(Excerpted passage)
--------

Syllabus academic year 2007/2008

Higher education credits: 6. Grading scale: TH. Level: G2 (First level). Language of instruction: The course might be given in English. Optional for: C4, C4sst, D4, D4sst, E4mt, F4, F4mt, Pi4bm. Course coordinator: Professor Leif Sörnmo,, Elektrovetenskap. Prerequisites: ESS040 Systems and Signals, ETI265 Signal Processing in Multimedia or ETT080 Signals and Communications. Assessment: Exam at the end of the course. Two mandatory laboratory exercises. Home page:

The course provides an overview of methods suitable for solving problems in biomedical signal processing. The student should obtain sufficient insights on the origin on biomedical signals and analysis methods to independently determine suitable methods.

Knowledge and understanding
For a passing grade the student must

• have knowledge about biomedical signals and methods which are particularly useful for their processing.

• to apply the most common methods on clinical problems (Matlab level)

• to define simple mathematical models and to determine related, optimal methods for estimation of relevant information.

Skills and abilities
For a passing grade the student must

• to understand the origin of bioelectrical signals and their manifestation on the body surface.

• to describe the most common clinical applications where such signals are used.

• to describe the most common methods for analysis of both periodical and aperiodical biomedical signals. The description is to be done in catchall terms, i.e., block diagrams and text, as well as with the help of equations.

• to formulate and describe statistical signal models being suitable for modelling of specific signal properties.

• to implement a method and evaluate its performance in clinically relevant terms.

Judgement and approach
For a passing grade the student must

• be able to analyze, assess, and implement algorithms, and also to interpret and to describe their inherent principles.

--------

(The data)
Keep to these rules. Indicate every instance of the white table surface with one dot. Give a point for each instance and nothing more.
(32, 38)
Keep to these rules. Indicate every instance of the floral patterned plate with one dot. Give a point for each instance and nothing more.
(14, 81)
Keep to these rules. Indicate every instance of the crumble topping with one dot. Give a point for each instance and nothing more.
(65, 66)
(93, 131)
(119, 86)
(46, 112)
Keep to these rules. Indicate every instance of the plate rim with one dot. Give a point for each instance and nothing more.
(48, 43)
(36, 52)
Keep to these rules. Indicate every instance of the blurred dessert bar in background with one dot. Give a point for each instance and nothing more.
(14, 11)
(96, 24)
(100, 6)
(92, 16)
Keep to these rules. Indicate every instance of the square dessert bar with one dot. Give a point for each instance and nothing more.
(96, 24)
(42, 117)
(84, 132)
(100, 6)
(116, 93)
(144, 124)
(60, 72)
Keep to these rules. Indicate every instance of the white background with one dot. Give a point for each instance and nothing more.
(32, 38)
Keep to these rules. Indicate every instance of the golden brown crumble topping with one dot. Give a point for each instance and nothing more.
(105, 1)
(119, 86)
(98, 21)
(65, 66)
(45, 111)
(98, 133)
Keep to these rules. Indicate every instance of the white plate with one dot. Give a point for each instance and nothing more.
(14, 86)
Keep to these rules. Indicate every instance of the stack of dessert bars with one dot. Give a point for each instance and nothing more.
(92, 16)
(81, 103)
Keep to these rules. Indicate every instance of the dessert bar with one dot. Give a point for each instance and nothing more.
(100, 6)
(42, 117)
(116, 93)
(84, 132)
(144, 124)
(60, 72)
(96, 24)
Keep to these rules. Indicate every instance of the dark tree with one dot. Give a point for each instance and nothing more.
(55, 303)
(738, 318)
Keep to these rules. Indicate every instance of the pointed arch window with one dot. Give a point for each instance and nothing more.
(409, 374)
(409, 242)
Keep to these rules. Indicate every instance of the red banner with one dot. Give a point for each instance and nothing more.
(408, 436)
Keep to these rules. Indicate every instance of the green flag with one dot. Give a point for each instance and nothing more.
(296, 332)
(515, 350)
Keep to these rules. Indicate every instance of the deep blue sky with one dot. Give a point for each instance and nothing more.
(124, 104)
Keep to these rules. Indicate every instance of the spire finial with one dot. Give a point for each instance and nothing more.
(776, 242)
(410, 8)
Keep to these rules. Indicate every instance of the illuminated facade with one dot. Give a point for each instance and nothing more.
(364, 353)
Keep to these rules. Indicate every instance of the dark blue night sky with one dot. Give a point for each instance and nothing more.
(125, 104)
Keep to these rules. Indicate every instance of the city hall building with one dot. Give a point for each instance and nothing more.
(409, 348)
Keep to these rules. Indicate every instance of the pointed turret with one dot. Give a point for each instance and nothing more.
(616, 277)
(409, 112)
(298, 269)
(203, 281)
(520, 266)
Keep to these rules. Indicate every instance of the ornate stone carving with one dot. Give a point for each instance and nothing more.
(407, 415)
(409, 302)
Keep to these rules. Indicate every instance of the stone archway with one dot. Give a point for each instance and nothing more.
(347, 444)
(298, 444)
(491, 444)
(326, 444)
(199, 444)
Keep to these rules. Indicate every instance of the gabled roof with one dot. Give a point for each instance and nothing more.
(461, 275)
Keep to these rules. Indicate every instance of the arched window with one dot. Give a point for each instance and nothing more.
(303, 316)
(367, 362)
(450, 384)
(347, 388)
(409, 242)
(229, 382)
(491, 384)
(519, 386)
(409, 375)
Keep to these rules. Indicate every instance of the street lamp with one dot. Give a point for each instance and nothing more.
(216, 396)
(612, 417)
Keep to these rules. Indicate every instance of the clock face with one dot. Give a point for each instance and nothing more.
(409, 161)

--------

(Goal of the exercise)
Please answer these questions from the syllabus:
(a) How many higher education credits is the course worth?
(b) How many mandatory laboratory exercises does the assessment include?
(c) Under "Skills and abilities," in what terms is the description of analysis methods for periodical and aperiodical signals to be given?
The rows are separate from the syllabus and have nothing to do with it.

(Written solution)
(a) 6 credits.
(b) Two.
(c) In catchall terms: block diagrams and text, as well as with the help of equations.